(Annotated photo localization data)
◇ ◇ ◇

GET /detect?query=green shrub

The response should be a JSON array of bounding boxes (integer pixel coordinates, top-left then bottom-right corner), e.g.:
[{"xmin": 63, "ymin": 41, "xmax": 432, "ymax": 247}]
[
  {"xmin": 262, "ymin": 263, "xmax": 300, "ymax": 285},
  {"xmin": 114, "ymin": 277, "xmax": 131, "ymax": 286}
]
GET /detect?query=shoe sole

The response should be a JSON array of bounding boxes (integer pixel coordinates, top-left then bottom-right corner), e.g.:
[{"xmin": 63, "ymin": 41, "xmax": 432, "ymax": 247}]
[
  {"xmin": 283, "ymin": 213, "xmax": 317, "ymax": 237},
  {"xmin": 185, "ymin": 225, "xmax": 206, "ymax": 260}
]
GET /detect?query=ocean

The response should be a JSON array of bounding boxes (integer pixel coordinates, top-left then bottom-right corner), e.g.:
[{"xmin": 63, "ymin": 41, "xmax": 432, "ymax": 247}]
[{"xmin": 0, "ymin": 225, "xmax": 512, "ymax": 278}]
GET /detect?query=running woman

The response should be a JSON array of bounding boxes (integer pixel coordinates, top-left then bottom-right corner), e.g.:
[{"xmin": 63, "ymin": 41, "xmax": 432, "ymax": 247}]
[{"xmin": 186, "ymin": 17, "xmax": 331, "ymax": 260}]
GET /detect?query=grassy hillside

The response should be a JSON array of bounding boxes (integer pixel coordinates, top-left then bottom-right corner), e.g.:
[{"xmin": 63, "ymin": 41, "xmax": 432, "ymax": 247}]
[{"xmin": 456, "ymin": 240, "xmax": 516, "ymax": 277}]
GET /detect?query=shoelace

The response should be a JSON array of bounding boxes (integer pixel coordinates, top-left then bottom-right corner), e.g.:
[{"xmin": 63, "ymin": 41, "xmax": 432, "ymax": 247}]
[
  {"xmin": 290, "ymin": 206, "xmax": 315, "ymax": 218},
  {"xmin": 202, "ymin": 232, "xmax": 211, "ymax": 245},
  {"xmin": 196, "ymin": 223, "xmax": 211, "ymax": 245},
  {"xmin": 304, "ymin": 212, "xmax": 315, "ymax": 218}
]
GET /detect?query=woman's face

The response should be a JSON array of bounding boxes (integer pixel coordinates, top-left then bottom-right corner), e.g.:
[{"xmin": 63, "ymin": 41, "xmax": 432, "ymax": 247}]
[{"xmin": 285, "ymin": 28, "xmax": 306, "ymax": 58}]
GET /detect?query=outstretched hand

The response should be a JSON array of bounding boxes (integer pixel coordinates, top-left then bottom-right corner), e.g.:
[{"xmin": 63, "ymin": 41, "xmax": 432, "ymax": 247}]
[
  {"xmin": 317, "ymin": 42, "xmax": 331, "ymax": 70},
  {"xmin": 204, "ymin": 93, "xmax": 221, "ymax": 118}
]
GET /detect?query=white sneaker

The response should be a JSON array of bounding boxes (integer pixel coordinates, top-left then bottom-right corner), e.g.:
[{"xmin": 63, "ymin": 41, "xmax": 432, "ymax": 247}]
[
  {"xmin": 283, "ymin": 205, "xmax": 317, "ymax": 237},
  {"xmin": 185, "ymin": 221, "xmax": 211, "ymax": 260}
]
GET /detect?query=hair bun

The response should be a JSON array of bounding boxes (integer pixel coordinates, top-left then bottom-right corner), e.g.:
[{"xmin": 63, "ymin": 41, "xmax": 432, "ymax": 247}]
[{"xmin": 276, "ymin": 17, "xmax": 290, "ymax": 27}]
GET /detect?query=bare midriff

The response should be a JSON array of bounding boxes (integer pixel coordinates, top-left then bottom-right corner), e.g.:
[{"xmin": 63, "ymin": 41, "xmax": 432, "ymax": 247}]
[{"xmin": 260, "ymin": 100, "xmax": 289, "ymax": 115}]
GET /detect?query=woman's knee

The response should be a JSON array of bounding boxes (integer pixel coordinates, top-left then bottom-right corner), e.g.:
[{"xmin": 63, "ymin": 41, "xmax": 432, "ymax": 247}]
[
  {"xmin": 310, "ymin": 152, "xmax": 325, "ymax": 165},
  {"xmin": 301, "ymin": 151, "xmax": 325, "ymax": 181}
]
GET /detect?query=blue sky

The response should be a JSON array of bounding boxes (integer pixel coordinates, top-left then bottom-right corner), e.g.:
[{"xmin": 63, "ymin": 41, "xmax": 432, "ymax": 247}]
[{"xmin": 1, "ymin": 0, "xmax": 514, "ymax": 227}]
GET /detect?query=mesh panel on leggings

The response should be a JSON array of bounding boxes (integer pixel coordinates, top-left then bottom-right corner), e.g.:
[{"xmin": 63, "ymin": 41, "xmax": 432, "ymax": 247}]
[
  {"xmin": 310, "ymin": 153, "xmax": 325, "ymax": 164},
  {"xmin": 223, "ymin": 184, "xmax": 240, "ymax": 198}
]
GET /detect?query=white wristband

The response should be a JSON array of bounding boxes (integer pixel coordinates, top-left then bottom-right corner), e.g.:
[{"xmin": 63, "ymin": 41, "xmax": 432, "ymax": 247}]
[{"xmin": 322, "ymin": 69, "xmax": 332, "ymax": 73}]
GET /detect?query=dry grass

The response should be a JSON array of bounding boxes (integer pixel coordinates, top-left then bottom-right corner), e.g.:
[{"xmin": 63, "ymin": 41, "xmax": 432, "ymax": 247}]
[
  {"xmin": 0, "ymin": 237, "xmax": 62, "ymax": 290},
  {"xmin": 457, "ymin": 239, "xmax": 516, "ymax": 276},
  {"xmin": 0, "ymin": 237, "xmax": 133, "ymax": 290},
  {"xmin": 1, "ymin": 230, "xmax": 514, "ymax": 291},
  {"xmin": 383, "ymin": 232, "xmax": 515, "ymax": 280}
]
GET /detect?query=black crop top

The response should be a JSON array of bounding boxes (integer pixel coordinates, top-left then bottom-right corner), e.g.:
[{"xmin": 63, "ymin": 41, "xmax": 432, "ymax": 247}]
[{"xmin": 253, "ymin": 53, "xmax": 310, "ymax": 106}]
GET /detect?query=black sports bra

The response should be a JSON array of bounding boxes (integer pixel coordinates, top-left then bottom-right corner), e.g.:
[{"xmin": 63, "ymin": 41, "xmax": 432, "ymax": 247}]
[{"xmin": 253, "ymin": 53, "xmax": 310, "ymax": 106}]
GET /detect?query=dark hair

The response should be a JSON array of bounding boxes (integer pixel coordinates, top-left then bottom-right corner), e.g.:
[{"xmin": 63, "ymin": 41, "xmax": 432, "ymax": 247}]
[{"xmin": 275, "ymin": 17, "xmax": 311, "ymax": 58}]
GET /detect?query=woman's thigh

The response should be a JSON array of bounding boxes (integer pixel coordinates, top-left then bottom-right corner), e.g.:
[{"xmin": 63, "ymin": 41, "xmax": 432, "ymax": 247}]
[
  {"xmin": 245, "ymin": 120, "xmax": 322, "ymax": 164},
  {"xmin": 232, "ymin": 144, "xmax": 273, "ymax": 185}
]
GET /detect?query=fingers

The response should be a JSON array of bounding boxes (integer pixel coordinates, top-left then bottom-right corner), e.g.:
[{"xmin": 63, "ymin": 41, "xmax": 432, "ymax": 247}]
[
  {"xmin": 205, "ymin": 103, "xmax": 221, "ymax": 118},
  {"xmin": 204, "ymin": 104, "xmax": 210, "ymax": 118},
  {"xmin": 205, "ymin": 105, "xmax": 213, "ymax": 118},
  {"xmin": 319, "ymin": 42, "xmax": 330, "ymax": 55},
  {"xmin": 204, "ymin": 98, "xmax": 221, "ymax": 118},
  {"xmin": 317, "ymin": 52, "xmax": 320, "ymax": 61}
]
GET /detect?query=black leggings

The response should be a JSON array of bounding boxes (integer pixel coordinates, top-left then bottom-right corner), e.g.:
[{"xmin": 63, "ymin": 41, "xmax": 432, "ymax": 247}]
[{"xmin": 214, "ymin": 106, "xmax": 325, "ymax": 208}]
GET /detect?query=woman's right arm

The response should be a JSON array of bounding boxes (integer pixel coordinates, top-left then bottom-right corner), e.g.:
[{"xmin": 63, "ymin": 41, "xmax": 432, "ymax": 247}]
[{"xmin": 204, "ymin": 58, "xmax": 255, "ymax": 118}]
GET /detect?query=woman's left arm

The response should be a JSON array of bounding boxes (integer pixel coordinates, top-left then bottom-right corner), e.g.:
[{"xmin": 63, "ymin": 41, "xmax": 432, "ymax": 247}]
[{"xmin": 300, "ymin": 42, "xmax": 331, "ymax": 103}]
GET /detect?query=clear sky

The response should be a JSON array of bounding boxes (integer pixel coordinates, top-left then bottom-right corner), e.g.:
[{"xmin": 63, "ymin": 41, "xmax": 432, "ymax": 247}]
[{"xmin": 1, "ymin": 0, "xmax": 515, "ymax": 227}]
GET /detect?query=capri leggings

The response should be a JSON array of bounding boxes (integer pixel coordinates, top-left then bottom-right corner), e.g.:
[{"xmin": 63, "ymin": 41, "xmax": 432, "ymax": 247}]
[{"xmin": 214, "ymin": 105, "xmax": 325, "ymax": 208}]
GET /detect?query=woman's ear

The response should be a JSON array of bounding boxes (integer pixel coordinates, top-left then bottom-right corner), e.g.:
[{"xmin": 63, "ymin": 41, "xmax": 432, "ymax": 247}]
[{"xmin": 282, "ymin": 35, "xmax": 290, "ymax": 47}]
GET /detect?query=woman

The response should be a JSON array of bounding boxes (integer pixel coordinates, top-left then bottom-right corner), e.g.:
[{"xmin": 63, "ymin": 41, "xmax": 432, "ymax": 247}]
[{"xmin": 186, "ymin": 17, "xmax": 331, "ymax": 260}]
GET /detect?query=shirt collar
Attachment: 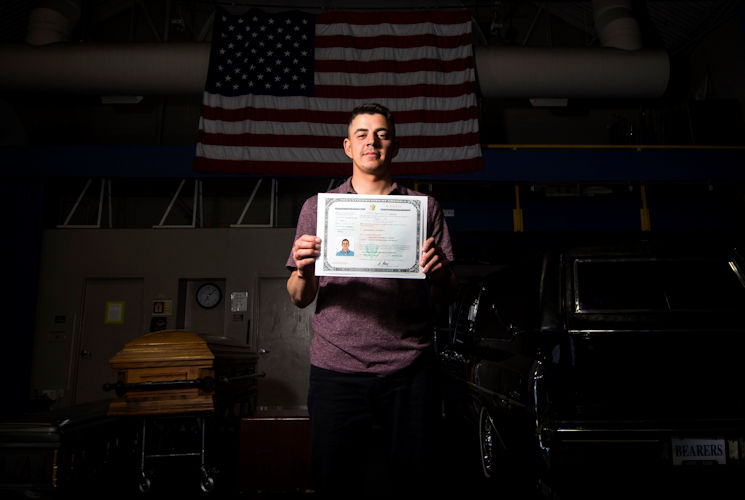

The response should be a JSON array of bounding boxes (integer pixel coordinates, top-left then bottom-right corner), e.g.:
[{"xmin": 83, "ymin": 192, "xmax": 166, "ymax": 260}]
[{"xmin": 342, "ymin": 177, "xmax": 402, "ymax": 195}]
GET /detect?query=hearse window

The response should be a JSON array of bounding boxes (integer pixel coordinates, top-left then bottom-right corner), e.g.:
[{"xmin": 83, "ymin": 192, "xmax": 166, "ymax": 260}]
[
  {"xmin": 574, "ymin": 258, "xmax": 745, "ymax": 313},
  {"xmin": 474, "ymin": 265, "xmax": 540, "ymax": 341}
]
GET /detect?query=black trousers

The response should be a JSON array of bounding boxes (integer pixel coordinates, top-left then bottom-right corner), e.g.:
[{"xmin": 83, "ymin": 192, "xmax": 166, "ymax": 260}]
[{"xmin": 308, "ymin": 353, "xmax": 440, "ymax": 499}]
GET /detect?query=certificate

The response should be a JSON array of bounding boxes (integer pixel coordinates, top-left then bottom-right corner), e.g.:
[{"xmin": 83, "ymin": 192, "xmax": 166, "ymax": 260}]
[{"xmin": 315, "ymin": 193, "xmax": 428, "ymax": 279}]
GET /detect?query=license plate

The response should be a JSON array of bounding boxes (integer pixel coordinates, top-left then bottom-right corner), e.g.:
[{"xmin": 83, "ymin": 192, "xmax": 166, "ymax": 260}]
[{"xmin": 671, "ymin": 437, "xmax": 726, "ymax": 465}]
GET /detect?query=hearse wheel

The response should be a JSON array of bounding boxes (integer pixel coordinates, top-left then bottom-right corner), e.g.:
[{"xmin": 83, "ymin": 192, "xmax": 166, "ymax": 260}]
[
  {"xmin": 200, "ymin": 466, "xmax": 216, "ymax": 493},
  {"xmin": 478, "ymin": 406, "xmax": 503, "ymax": 480},
  {"xmin": 138, "ymin": 472, "xmax": 152, "ymax": 494}
]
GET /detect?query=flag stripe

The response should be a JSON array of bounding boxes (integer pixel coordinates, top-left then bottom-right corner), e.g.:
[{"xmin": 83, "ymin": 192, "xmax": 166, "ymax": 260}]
[
  {"xmin": 201, "ymin": 93, "xmax": 477, "ymax": 113},
  {"xmin": 316, "ymin": 20, "xmax": 471, "ymax": 38},
  {"xmin": 315, "ymin": 57, "xmax": 474, "ymax": 74},
  {"xmin": 316, "ymin": 45, "xmax": 471, "ymax": 62},
  {"xmin": 194, "ymin": 8, "xmax": 483, "ymax": 176},
  {"xmin": 314, "ymin": 32, "xmax": 473, "ymax": 50},
  {"xmin": 315, "ymin": 9, "xmax": 472, "ymax": 26},
  {"xmin": 196, "ymin": 144, "xmax": 482, "ymax": 163},
  {"xmin": 197, "ymin": 130, "xmax": 481, "ymax": 149},
  {"xmin": 315, "ymin": 69, "xmax": 474, "ymax": 87},
  {"xmin": 199, "ymin": 110, "xmax": 479, "ymax": 131},
  {"xmin": 312, "ymin": 82, "xmax": 477, "ymax": 99}
]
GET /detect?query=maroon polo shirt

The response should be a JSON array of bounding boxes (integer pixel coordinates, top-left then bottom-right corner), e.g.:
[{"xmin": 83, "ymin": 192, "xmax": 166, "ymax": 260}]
[{"xmin": 286, "ymin": 177, "xmax": 454, "ymax": 376}]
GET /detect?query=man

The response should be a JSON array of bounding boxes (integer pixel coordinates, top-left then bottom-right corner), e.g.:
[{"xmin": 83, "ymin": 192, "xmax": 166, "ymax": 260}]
[
  {"xmin": 335, "ymin": 238, "xmax": 354, "ymax": 256},
  {"xmin": 286, "ymin": 103, "xmax": 457, "ymax": 498}
]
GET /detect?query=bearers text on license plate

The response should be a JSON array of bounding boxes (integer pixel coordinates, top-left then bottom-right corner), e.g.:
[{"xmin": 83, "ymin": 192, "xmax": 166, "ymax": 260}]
[{"xmin": 671, "ymin": 437, "xmax": 726, "ymax": 465}]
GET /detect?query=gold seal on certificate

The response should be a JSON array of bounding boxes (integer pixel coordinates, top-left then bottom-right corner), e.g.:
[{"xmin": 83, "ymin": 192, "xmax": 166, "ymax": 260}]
[{"xmin": 315, "ymin": 193, "xmax": 428, "ymax": 279}]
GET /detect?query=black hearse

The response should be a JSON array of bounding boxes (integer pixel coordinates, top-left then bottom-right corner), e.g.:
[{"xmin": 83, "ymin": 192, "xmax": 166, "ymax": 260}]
[{"xmin": 438, "ymin": 237, "xmax": 745, "ymax": 496}]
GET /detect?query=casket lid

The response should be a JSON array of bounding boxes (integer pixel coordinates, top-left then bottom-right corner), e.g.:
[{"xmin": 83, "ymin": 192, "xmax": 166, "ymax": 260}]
[{"xmin": 109, "ymin": 329, "xmax": 214, "ymax": 368}]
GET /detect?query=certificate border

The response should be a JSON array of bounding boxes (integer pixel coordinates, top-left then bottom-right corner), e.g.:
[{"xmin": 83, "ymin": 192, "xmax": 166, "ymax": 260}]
[{"xmin": 316, "ymin": 194, "xmax": 426, "ymax": 279}]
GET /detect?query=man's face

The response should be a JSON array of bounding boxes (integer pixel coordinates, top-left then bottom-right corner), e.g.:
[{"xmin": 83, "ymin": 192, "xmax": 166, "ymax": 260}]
[
  {"xmin": 341, "ymin": 240, "xmax": 349, "ymax": 251},
  {"xmin": 343, "ymin": 113, "xmax": 398, "ymax": 175}
]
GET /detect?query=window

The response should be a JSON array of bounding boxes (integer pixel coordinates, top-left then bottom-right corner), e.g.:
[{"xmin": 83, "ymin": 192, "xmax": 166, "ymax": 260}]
[{"xmin": 574, "ymin": 258, "xmax": 745, "ymax": 313}]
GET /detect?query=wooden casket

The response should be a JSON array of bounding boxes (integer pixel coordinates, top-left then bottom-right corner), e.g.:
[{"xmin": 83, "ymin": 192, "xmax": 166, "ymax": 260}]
[{"xmin": 106, "ymin": 330, "xmax": 259, "ymax": 416}]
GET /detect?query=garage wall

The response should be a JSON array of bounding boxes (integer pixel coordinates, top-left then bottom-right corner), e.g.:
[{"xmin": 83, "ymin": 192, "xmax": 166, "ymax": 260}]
[{"xmin": 30, "ymin": 227, "xmax": 305, "ymax": 408}]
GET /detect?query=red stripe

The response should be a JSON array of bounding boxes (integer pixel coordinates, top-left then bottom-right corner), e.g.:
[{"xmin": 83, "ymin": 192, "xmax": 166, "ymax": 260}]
[
  {"xmin": 200, "ymin": 105, "xmax": 478, "ymax": 124},
  {"xmin": 314, "ymin": 82, "xmax": 477, "ymax": 99},
  {"xmin": 198, "ymin": 130, "xmax": 480, "ymax": 148},
  {"xmin": 315, "ymin": 32, "xmax": 472, "ymax": 50},
  {"xmin": 193, "ymin": 156, "xmax": 483, "ymax": 176},
  {"xmin": 316, "ymin": 9, "xmax": 472, "ymax": 26},
  {"xmin": 315, "ymin": 57, "xmax": 474, "ymax": 74}
]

◇ ◇ ◇

> Exercise description
Copy each line from the data above that includes "woman".

> Written solution
GET /detect?query=running woman
GET /detect?query=woman's face
GET /detect?query=woman's knee
GET /detect?query=woman's thigh
GET /detect?query=woman's right arm
GET /detect?query=woman's left arm
GET /detect?query=woman's ear
GET /detect?query=woman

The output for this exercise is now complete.